Activity
Starting at the line that contains "Pick out the window. One pin per instance.", repeat each line exactly until the records end, keeping both the first and the last.

Records contained in a dataset
┌──

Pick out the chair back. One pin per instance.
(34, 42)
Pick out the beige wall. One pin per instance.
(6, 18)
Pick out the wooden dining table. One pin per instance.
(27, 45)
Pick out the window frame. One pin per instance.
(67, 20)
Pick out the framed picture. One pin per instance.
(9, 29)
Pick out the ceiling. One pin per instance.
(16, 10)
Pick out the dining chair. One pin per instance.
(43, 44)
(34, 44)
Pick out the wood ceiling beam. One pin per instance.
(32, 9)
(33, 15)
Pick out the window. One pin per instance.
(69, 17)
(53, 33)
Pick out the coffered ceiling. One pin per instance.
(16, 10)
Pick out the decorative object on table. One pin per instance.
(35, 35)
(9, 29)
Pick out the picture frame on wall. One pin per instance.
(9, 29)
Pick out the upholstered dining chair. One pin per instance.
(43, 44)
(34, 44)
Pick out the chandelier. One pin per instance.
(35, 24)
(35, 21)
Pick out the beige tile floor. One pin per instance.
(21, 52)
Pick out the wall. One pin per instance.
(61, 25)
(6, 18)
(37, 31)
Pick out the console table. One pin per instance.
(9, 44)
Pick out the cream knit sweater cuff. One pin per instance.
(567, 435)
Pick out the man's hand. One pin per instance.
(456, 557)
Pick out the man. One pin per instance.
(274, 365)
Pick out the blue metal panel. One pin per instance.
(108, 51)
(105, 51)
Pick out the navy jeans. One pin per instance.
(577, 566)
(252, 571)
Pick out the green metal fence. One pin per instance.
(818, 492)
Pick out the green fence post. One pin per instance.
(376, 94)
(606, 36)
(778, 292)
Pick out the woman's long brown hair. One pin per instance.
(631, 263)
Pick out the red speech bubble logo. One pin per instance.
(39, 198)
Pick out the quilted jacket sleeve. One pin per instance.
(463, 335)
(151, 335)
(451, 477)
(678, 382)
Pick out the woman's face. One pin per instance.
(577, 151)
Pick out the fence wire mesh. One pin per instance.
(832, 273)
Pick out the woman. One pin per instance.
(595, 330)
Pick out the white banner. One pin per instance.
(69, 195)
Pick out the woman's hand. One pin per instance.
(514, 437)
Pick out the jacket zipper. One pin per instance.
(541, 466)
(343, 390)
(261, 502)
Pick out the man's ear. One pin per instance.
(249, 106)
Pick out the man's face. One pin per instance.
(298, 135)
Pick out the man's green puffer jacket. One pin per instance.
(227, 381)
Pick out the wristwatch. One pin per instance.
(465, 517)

└──

Task response
Pick out the window. One pin per instance.
(69, 17)
(53, 33)
Pick out the coffered ceiling. One pin per instance.
(16, 10)
Pick out the decorative object on table. One pin per instance.
(35, 35)
(9, 29)
Pick out the picture frame on wall. One pin per instance.
(9, 29)
Pick out the upholstered dining chair. One pin per instance.
(43, 44)
(34, 44)
Pick out the chandelier. One pin per instance.
(35, 24)
(35, 21)
Pick out the beige tile floor. One pin per instance.
(21, 52)
Pick out the wall. One pin per instance.
(61, 25)
(6, 18)
(37, 31)
Pick out the console table. One pin per instance.
(9, 44)
Pick out the cream knit sweater cuff. One pin per instance.
(567, 435)
Pick out the man's hand. One pin per instance.
(456, 557)
Pick out the man. One pin per instance.
(274, 365)
Pick out the blue metal panel. One pin per instance.
(108, 51)
(105, 51)
Pick out the navy jeans. One pin per instance.
(577, 566)
(252, 571)
Pick out the green metal fence. One pin per instance.
(818, 492)
Pick out the green fence post. One pin per instance.
(376, 94)
(606, 36)
(778, 292)
Pick out the woman's long brown hair. One pin per instance.
(631, 263)
Pick out the red speech bubble logo. One pin per instance.
(39, 198)
Pick out the quilted jacket sleeve. One pin per instance.
(463, 335)
(151, 335)
(451, 477)
(678, 382)
Pick out the woman's face. One pin per instance.
(577, 151)
Pick out the fence wire mesh. One pin per instance.
(832, 273)
Pick out the woman. One pin per instance.
(595, 330)
Pick out the white banner. One pin per instance.
(69, 195)
Pick out the woman's hand. One pin per instance.
(514, 437)
Pick out the jacket zipper. One pin per instance.
(541, 466)
(343, 390)
(261, 502)
Pick out the man's ear. One pin per instance.
(249, 106)
Pick out the man's face. One pin per instance.
(298, 135)
Pick out the man's green puffer jacket. One pin per instance.
(227, 381)
Pick out the wristwatch. One pin per instance.
(465, 517)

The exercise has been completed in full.